* Set exercise *
Copy verbatim the part of the data that opens with the line containing "Highlight stone pillar in the image above." and closes with the line containing "[110, 285, 468, 480]", including both of those lines.

* Data on locating named things *

════════════════════

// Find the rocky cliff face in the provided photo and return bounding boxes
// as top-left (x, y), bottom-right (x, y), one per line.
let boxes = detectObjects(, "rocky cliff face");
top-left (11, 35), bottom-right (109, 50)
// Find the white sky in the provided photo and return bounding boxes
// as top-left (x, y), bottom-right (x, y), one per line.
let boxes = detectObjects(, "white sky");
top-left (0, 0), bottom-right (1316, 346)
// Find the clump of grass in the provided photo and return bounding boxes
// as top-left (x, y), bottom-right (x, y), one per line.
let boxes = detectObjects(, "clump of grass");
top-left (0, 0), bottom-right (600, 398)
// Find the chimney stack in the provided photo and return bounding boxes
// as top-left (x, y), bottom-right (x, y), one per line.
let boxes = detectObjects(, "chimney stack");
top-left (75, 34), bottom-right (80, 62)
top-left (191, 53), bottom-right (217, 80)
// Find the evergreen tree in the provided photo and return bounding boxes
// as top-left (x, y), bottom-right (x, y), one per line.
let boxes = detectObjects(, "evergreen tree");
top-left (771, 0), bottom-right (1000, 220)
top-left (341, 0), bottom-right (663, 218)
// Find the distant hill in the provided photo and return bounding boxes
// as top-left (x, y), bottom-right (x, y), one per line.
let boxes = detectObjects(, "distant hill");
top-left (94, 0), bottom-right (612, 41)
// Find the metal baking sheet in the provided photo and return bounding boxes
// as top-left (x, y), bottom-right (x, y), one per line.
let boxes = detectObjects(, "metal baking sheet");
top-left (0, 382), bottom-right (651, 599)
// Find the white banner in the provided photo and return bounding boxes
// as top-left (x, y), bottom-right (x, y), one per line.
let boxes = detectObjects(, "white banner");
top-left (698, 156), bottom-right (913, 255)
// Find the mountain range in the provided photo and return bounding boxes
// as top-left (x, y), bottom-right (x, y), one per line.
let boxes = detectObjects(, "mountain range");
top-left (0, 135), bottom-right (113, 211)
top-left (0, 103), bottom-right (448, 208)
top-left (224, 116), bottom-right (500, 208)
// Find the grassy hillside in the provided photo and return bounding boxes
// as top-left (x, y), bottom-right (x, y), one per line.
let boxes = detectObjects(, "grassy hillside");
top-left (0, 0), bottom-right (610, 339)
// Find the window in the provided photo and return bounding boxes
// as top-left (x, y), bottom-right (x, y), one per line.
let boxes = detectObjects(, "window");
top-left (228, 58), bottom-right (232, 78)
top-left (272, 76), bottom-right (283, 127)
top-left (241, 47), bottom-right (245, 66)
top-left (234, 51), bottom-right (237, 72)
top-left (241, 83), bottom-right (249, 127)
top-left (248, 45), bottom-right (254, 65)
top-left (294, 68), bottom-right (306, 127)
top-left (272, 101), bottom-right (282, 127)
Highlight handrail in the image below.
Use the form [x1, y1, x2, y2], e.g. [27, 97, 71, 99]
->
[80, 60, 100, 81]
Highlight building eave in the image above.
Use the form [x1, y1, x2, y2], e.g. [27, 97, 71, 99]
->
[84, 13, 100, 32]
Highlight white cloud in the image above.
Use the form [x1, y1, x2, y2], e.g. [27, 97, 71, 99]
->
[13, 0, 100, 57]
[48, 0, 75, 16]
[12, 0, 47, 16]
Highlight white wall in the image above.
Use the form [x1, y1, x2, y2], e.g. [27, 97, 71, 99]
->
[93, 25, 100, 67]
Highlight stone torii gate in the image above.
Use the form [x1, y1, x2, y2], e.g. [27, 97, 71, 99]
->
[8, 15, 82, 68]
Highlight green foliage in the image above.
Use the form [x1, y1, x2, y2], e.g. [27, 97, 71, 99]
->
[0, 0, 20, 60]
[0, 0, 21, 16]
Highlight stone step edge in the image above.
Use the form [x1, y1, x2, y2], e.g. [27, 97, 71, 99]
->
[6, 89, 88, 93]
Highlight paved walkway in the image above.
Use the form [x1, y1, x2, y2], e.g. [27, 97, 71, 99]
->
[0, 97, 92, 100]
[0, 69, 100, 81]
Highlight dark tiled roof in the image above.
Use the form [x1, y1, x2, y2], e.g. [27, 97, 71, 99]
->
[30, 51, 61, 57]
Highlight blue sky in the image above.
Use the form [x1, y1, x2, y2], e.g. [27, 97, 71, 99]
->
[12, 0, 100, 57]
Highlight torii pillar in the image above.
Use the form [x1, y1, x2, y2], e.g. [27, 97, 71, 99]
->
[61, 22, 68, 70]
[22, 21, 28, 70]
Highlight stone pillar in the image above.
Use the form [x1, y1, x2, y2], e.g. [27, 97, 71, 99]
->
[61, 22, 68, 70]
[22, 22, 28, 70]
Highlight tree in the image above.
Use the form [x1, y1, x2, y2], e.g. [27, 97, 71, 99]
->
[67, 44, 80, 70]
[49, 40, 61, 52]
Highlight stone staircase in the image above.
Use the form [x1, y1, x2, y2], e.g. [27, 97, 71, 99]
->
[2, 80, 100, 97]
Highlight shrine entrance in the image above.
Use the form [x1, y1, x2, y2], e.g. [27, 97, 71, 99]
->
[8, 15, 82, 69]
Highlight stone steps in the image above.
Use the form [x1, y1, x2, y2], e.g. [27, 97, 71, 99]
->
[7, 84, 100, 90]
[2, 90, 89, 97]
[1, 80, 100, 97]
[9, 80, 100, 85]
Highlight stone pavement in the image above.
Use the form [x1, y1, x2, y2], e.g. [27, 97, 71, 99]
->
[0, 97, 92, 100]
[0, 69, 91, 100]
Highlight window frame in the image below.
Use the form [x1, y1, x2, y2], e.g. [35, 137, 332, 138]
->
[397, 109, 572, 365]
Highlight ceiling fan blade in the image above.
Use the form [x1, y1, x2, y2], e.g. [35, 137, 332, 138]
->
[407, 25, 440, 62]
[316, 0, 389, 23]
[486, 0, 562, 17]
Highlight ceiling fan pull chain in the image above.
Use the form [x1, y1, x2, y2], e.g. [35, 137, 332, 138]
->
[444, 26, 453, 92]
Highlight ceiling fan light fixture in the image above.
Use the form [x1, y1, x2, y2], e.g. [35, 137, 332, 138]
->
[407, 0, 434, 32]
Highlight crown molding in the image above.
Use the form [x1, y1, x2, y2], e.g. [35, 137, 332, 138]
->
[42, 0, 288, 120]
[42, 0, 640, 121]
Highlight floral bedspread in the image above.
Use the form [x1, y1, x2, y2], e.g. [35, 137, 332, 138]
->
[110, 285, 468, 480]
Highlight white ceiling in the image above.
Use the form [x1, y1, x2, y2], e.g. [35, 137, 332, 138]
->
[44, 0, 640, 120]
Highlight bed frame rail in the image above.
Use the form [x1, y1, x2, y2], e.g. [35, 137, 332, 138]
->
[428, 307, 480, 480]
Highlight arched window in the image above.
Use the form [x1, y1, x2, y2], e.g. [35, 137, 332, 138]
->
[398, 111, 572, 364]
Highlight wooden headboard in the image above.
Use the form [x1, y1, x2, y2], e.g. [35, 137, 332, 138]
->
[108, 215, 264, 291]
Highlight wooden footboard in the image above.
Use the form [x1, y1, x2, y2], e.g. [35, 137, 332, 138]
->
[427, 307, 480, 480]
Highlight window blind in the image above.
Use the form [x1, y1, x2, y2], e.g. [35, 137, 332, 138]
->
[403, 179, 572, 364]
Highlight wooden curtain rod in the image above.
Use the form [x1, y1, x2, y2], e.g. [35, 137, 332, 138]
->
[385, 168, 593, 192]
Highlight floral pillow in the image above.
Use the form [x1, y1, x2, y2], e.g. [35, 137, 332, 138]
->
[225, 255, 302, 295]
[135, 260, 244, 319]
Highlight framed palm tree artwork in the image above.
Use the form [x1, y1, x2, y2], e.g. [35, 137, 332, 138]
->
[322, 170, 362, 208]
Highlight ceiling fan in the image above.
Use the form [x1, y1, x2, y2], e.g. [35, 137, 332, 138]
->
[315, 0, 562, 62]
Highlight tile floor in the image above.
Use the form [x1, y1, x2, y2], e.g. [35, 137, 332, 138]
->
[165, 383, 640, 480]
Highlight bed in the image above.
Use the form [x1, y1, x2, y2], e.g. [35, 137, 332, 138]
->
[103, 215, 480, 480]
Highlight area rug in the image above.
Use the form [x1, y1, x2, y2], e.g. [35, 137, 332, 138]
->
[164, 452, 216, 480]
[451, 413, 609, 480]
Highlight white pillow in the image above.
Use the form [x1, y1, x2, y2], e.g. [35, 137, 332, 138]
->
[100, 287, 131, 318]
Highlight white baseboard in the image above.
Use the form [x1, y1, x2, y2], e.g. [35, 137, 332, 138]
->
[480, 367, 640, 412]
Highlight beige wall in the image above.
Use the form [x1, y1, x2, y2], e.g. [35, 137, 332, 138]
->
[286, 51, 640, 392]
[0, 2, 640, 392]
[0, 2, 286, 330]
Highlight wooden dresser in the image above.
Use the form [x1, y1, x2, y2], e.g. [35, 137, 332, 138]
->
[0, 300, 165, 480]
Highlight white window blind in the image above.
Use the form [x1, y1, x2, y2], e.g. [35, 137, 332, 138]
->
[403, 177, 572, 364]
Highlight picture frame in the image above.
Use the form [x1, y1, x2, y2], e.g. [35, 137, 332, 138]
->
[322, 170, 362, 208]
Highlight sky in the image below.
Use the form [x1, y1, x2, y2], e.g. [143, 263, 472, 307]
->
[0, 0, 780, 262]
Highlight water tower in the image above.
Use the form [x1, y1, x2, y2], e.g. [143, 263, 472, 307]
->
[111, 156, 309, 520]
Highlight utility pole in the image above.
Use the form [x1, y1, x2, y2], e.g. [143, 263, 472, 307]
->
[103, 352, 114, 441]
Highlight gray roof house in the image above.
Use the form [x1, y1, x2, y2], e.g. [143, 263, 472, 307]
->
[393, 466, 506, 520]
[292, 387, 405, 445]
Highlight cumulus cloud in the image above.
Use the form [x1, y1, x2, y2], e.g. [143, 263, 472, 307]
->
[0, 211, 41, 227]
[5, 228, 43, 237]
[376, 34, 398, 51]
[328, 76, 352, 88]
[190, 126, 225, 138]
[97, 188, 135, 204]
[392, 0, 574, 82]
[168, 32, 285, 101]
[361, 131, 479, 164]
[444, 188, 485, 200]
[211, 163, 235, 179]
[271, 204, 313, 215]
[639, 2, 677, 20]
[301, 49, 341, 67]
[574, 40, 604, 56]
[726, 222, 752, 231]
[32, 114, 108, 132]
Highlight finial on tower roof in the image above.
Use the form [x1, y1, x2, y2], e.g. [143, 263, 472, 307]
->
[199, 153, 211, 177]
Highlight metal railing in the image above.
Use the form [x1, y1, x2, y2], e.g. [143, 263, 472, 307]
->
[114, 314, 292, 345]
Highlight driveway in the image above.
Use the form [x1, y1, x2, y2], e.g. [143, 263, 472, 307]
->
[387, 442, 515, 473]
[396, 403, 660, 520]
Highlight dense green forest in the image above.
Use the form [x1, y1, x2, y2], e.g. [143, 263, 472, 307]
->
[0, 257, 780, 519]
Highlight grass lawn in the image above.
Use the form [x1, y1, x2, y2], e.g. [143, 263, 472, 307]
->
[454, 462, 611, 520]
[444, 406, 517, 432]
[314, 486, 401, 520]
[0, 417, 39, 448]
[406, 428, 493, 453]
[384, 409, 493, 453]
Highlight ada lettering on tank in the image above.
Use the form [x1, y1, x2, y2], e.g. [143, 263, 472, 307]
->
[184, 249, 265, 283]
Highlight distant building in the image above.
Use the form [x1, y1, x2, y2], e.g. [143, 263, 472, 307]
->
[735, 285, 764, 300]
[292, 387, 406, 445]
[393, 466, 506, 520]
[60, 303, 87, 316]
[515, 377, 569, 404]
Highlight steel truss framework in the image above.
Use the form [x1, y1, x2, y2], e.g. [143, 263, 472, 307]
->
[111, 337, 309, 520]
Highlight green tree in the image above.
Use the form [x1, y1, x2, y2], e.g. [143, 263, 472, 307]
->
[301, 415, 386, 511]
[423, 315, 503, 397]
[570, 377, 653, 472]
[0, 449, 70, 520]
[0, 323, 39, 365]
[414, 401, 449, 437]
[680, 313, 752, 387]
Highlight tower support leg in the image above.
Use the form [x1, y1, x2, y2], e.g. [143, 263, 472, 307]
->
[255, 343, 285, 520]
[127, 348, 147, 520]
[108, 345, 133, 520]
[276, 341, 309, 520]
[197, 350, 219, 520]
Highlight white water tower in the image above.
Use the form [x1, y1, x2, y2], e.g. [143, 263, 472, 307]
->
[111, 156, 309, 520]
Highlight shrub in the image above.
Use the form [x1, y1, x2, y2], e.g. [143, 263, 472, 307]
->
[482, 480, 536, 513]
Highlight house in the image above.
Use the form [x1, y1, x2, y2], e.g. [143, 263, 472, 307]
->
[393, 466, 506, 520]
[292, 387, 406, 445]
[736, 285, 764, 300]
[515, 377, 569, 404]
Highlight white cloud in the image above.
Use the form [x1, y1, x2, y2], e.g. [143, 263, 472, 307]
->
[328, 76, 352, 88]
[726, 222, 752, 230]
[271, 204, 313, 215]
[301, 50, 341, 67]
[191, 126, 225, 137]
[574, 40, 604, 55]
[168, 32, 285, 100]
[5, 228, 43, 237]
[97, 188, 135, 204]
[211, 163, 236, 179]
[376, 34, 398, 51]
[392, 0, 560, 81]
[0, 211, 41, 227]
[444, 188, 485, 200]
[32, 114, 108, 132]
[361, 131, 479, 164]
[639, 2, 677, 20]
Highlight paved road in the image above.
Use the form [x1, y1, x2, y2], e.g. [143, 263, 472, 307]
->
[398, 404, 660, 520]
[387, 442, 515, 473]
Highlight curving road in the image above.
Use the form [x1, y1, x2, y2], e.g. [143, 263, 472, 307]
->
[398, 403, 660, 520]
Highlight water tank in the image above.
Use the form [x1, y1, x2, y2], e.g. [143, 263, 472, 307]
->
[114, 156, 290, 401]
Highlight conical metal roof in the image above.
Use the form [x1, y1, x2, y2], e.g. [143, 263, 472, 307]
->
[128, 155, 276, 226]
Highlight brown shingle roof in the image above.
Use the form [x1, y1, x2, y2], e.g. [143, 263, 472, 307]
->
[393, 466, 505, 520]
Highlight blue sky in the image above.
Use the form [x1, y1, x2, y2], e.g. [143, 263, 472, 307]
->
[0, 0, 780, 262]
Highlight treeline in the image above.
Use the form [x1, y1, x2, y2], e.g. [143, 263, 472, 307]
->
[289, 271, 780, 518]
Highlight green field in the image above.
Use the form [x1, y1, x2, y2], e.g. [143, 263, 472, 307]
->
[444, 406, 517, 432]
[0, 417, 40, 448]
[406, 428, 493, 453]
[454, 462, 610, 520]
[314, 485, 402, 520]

════════════════════

* Task solution *
Highlight stone pillar in the image above.
Use the form [x1, y1, x2, y2], e.g. [27, 97, 71, 99]
->
[61, 22, 68, 70]
[22, 22, 28, 70]
Highlight tree in the image above.
Use the form [x1, y1, x2, y2], e.g. [27, 97, 71, 99]
->
[67, 44, 80, 70]
[49, 40, 61, 52]
Highlight stone staircase in the image above.
Use the form [x1, y1, x2, y2], e.g. [27, 97, 71, 99]
->
[2, 80, 100, 97]
Highlight shrine entrance in the image above.
Use the form [x1, y1, x2, y2], e.g. [27, 97, 71, 99]
->
[8, 15, 82, 69]
Highlight stone steps in the image above.
Use the form [x1, y1, x2, y2], e.g. [27, 97, 71, 99]
->
[7, 84, 100, 90]
[2, 90, 89, 97]
[1, 80, 100, 97]
[9, 80, 100, 85]
Highlight stone pavement in the image above.
Use the form [x1, y1, x2, y2], e.g. [27, 97, 71, 99]
->
[0, 97, 92, 100]
[0, 69, 91, 100]
Highlight window frame in the image below.
Use the form [x1, y1, x2, y2], e.g. [35, 137, 332, 138]
->
[397, 109, 572, 365]
Highlight ceiling fan blade in the image above.
Use the form [x1, y1, x2, y2], e.g. [35, 137, 332, 138]
->
[407, 25, 440, 62]
[316, 0, 389, 23]
[486, 0, 562, 17]
Highlight ceiling fan pull chain in the image above.
Use the form [x1, y1, x2, y2], e.g. [35, 137, 332, 138]
->
[444, 26, 453, 92]
Highlight ceiling fan light fixture in the image above.
Use the form [x1, y1, x2, y2], e.g. [35, 137, 332, 138]
->
[407, 0, 434, 32]
Highlight crown molding in the image above.
Use the form [x1, y1, x2, y2], e.g. [35, 137, 332, 138]
->
[42, 0, 288, 120]
[42, 0, 640, 121]
Highlight floral bedspread in the image above.
Use the form [x1, y1, x2, y2], e.g. [35, 137, 332, 138]
->
[110, 285, 468, 480]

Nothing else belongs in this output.